Records provided:
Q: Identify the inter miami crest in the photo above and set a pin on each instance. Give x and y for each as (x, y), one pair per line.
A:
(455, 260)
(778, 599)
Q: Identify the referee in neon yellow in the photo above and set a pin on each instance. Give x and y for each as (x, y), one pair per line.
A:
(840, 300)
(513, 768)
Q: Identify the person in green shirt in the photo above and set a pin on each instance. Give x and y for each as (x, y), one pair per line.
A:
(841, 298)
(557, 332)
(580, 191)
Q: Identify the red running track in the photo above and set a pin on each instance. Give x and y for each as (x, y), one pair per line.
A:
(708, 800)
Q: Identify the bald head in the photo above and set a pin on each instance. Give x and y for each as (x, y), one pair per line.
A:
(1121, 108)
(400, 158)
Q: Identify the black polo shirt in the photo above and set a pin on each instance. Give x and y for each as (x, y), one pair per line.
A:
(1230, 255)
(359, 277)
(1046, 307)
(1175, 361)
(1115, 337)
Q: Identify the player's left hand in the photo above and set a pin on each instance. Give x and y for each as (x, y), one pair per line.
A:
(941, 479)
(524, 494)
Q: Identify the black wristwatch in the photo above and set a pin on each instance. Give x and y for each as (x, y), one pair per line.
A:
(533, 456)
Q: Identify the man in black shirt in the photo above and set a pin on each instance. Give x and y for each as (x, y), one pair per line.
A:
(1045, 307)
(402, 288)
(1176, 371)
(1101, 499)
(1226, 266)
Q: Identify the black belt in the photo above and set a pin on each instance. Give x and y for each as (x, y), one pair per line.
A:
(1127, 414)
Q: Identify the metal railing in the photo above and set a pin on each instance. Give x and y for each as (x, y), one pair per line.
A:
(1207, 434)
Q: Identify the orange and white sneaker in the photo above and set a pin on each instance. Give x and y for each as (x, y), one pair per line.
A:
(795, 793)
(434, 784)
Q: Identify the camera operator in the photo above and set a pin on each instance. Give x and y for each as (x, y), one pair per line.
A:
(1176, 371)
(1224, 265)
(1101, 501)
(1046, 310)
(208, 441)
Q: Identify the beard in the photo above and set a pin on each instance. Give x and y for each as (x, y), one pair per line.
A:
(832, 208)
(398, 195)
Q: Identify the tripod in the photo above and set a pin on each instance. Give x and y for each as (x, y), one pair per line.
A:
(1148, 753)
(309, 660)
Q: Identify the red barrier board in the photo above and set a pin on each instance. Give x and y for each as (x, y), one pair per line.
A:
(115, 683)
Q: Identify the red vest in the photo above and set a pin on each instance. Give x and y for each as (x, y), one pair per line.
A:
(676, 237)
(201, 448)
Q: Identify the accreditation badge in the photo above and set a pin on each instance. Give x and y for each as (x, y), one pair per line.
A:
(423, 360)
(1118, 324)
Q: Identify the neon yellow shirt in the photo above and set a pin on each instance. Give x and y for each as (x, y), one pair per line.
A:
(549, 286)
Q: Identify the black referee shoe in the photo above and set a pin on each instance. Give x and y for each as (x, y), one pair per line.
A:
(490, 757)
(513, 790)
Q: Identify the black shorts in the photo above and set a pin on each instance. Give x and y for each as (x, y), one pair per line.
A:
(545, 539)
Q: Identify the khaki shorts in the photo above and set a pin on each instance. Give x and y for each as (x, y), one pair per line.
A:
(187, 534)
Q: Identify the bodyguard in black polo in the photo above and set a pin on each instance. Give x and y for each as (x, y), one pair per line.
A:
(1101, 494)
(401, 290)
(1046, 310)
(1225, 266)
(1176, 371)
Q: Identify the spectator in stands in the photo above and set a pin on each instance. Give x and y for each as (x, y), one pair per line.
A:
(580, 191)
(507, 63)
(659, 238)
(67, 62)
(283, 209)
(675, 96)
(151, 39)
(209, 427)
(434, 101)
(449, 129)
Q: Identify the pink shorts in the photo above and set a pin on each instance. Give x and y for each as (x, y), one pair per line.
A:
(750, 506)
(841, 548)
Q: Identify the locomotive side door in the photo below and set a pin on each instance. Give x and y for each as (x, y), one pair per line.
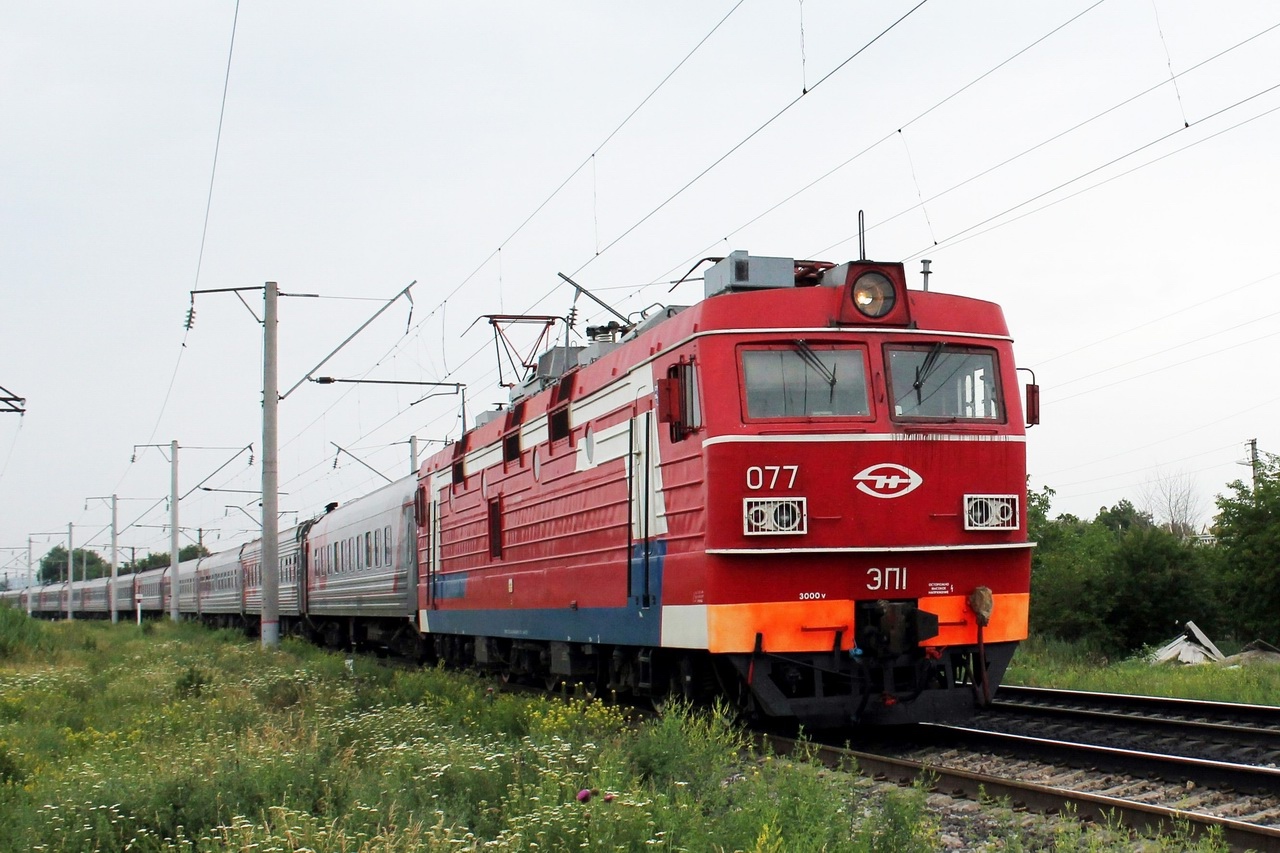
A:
(648, 518)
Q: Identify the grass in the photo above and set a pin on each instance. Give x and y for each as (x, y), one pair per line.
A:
(184, 739)
(1046, 662)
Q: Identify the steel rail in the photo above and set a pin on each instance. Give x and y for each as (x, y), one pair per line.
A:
(1037, 797)
(1264, 715)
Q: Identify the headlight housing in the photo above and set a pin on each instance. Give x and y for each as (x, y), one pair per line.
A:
(873, 295)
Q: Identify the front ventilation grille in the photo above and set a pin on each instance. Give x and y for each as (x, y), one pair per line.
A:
(991, 512)
(773, 516)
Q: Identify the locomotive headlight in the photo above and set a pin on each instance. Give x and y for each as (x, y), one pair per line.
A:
(873, 295)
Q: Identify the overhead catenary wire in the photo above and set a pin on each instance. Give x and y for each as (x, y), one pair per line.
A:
(458, 366)
(467, 360)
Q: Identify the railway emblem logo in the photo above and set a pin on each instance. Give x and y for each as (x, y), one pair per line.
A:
(887, 480)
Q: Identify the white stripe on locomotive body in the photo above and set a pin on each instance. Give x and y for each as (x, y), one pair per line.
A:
(609, 445)
(1000, 546)
(684, 626)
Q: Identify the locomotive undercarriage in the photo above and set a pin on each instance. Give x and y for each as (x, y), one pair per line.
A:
(891, 676)
(588, 669)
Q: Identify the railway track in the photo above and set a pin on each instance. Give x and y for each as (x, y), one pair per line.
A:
(1148, 762)
(1230, 733)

Task to complete:
Quote the records in full and exactly; skip any image.

Exercise answer:
Q: Identify the inter miami crest in the photo above and set a pin on each instance. Give x and y for each as (x, y), one pair per line.
A:
(455, 260)
(778, 599)
Q: Identify the referee in neon yellow in the photo above and set a pin on each instance. Give x and y for each as (x, y), one pair per line.
A:
(840, 300)
(513, 768)
Q: Identify the person in green shirt in the photo above and set a pin on each instance. Give x and y for each as (x, y), one pair per line.
A:
(841, 298)
(557, 332)
(580, 191)
Q: Identify the red running track in the photo above and set a pin on each instance. Give x and y for each as (x, y), one pair per line.
A:
(708, 800)
Q: Identify the bald head in the photo above and set a pin on each instance. Give x and y for each as (x, y), one pair per line.
A:
(1121, 108)
(400, 158)
Q: Identify the black polo shirt in the photo above and set a pin on each instance. Give x and y for each as (x, y), one pair per line.
A:
(1230, 255)
(359, 277)
(1046, 307)
(1175, 361)
(1115, 337)
Q: Identify the player's left hand in the photo above and set a pin on each instance. Give x and y for each as (x, y), one pair per line.
A:
(941, 479)
(524, 494)
Q: Identify the black wristwatch in the photo above and set a pin on each instance. Give x and y for each as (x, y), one pair per line.
A:
(533, 456)
Q: Identify the man in black shirt in the photo above and set a pin on each instance. Give x and y for each as (x, y), one pair per line.
A:
(1045, 307)
(402, 288)
(1176, 371)
(1101, 499)
(1226, 266)
Q: Identify the black belt in the photo above and set a pin on each instance. Give x and y for each as (x, y), one pair per line.
A:
(1127, 414)
Q: Identify the metal railing in the photo above and set a pin on each instance. Give x and y for each as (x, y), one pair per line.
A:
(1207, 434)
Q: Identify the orange and white sneaker in the photo above and set a pin on each instance. Give x and y for each as (x, y), one pair per line.
A:
(795, 793)
(434, 784)
Q: Identify the camera operator in the photo above and set a pin on each instance. Give x and y for each as (x, y), one pair per line.
A:
(1176, 371)
(1224, 265)
(1101, 501)
(1046, 310)
(208, 441)
Q: Identify the beard in the photo above and set a pin on each instance. Give x and y for each as (x, y), one pair per line.
A:
(832, 208)
(398, 195)
Q: Identify the tripod in the photo above and set a pin on each instance. Give x and y for each as (x, y), one pair per line.
A:
(1148, 753)
(309, 660)
Q: Identify the red barrier board in the photo above and set a pin on each instance. Give x and y for each as (x, y), one pair per line.
A:
(115, 683)
Q: Identify the red vest in the photo above and set a pin on each instance. Give x and y for each as (x, y), one pair per line.
A:
(676, 237)
(201, 448)
Q: Identify the accreditation badge in the photo above and set a pin on each instance. Give x and y for each as (x, y), one pair per line.
A:
(423, 360)
(1118, 324)
Q: Identify the neon yellow shirt in the photo above and set a pin on each instance. Give x and y for each as (x, y), one pair per line.
A:
(549, 286)
Q: Identify the black referee shoe in the photo above and set a pin on each instance. Give x and y for each as (x, y), one pair per line.
A:
(490, 757)
(513, 790)
Q: Identify the black shorts in the photo above and set a pin on each instance. Give x and y for each as (x, y), one pair per line.
A:
(545, 539)
Q: Identify the khaki shorts in the photo above and set a pin on each instance. Give x and y for each as (x, y), one pair per line.
A:
(187, 534)
Q: Identify the bodyguard in black polo in the photo above and set a pin on each instance. Give x and y for each as (x, y), one pair per line.
A:
(1101, 494)
(401, 290)
(1046, 310)
(1225, 266)
(1176, 371)
Q: Identify the spectator in stands in the photo above and set a pin on each instance. Give x and y for each as (x, y), one pair per line.
A:
(580, 191)
(507, 63)
(659, 238)
(67, 62)
(283, 209)
(675, 96)
(151, 39)
(209, 427)
(434, 101)
(449, 129)
Q: Identify the pink shorts in the photo above and set a pin on each instance. Give x and y for each as (x, y), one pair per line.
A:
(750, 506)
(841, 548)
Q: Identify the locomotive side door in the photo below and set a pin on each instance. Give x and y for each as (x, y), one pair per line.
A:
(648, 518)
Q: Identify the grass in the photo above and set a pin on each instance. Give x and y for each as (x, y), one pair per line.
A:
(184, 739)
(1046, 662)
Q: Identify the steel rail in the photo above and set a pin on each instance. Give x and y for each as (x, y), one pair per line.
A:
(1037, 797)
(1264, 715)
Q: Identify the headlight housing in the photo above and set a pin on each instance. Give x and y for each as (x, y), one pair per line.
A:
(873, 295)
Q: Identify the front ventilation grille in the photo above and set a pin on each instance. Give x and y for each as (x, y), one pair per line.
A:
(991, 512)
(773, 516)
Q: Identify the locomotive headlight in the photo above and set a pin on each instance. Give x and y for each as (x, y), one pair per line.
A:
(873, 295)
Q: Identify the overhead catenary wire in the photo above and set a pin on each instance. Give x and y for each as (x, y), one pair per line.
A:
(458, 366)
(467, 360)
Q: Identify the railway emblem logo in the photo above and set a pin on each instance. Give x and y for each as (x, y), one pair per line.
A:
(887, 480)
Q: Identify the white stripe on locomotive body in the photo above and set a pin on each instance. Give x and y for each as (x, y), one pair per line.
A:
(609, 445)
(1000, 546)
(684, 626)
Q: Identify the locomotive undercarriage in the photo above and set a pin on each instance. Give x and y for each as (x, y), one pair per line.
A:
(891, 676)
(588, 669)
Q: Identify the railway track in the photo above and set a pin on each instance. Give x and y for each as (x, y), one pair per line.
A:
(1148, 762)
(1230, 733)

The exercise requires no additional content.